--- Document segment ---
◆ ◆ ◆ ◆

Children playing at being animals: bad?

My daughter is nearly five and likes to play at being a cat, or a dog. She wants to be Baby Cat/Dog, with me being The Owner, or Daddy Cat/Dog. She tends to want to repeat the same two “plots” over and over, usually ending up in Daddy/Owner saving her from an imaginary bad guy.

She only plays these games with me, because Mom doesn’t like it. At all. Today my wife told her, and me, that she should only play these games at home because if she plays Let’s Be Cats in her nursery she will be considered weird.

Now, I think there’s nothing wrong in games of pretending, I used to play them when I was little and I certainly don’t think that my daughter should be told not to play them with other children.

But sometimes she needed to be told not to do things that other children didn’t get; for example last year she found the Dramatic Chipmunk hilarious and she was always aping it with the other children, and they absolutely didn’t get it. I think my wife is overreacting to this second issue (don’t do things that other children don’t get) and went overboard.

◆ ◆ ◆ ◆

--- Available data ---
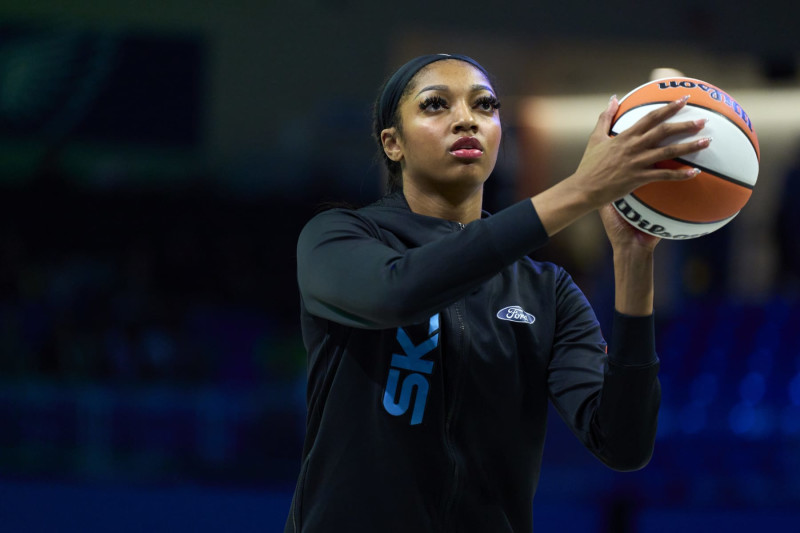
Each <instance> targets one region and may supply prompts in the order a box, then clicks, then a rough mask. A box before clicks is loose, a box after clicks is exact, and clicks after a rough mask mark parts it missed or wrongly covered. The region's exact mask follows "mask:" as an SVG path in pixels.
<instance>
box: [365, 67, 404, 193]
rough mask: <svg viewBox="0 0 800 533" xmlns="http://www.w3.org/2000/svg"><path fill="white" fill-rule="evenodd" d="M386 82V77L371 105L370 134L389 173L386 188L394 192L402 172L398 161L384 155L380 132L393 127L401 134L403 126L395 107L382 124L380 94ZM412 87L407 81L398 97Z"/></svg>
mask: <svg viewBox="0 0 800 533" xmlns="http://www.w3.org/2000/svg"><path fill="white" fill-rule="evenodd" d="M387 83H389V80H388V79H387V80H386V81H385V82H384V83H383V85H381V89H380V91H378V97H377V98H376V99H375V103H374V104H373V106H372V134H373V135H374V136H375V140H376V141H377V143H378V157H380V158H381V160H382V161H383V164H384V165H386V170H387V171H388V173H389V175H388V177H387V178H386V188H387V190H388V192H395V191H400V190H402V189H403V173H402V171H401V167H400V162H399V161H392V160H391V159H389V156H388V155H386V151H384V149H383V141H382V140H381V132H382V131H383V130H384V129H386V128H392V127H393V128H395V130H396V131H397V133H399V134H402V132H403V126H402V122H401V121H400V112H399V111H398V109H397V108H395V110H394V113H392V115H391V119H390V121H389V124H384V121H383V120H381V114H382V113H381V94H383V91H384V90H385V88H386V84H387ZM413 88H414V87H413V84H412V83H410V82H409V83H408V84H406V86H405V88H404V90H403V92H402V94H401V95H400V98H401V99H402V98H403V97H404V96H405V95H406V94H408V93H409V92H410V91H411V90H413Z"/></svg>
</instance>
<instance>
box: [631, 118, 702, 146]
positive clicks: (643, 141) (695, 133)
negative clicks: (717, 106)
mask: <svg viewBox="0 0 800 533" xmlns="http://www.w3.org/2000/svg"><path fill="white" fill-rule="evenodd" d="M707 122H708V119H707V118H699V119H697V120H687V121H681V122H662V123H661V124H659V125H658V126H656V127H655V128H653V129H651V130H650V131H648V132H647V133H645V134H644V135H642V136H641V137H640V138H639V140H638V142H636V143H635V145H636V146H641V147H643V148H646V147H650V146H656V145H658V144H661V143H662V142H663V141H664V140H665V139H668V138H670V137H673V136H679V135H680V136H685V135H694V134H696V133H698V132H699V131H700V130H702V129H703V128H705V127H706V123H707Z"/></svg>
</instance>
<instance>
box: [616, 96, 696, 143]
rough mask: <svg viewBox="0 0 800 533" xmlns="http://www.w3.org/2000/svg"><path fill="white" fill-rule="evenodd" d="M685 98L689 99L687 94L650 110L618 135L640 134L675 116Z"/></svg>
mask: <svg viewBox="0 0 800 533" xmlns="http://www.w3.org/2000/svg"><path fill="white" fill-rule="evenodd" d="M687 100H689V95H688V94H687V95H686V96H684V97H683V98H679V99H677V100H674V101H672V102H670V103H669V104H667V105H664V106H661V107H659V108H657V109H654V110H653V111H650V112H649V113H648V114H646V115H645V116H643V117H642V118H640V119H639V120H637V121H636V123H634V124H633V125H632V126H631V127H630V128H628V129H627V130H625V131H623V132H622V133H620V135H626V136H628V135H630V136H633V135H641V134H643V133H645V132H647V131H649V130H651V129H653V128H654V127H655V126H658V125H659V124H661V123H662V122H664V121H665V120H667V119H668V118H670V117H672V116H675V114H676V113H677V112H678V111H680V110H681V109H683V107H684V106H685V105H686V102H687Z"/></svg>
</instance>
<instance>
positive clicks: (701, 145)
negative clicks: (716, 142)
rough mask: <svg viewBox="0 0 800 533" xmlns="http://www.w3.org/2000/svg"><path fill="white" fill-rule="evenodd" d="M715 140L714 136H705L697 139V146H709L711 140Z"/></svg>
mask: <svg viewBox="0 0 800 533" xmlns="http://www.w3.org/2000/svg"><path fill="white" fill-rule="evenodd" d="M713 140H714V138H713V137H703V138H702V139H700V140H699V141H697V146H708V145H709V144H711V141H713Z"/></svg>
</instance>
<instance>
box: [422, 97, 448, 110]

◆ ◆ ◆ ◆

--- Work task ---
From the post about children playing at being animals, list every character that appears in the daughter's pretend games. The items play no part in the work on this post.

--- Expected output ---
Baby Cat/Dog, The Owner, Daddy Cat/Dog, and an imaginary bad guy.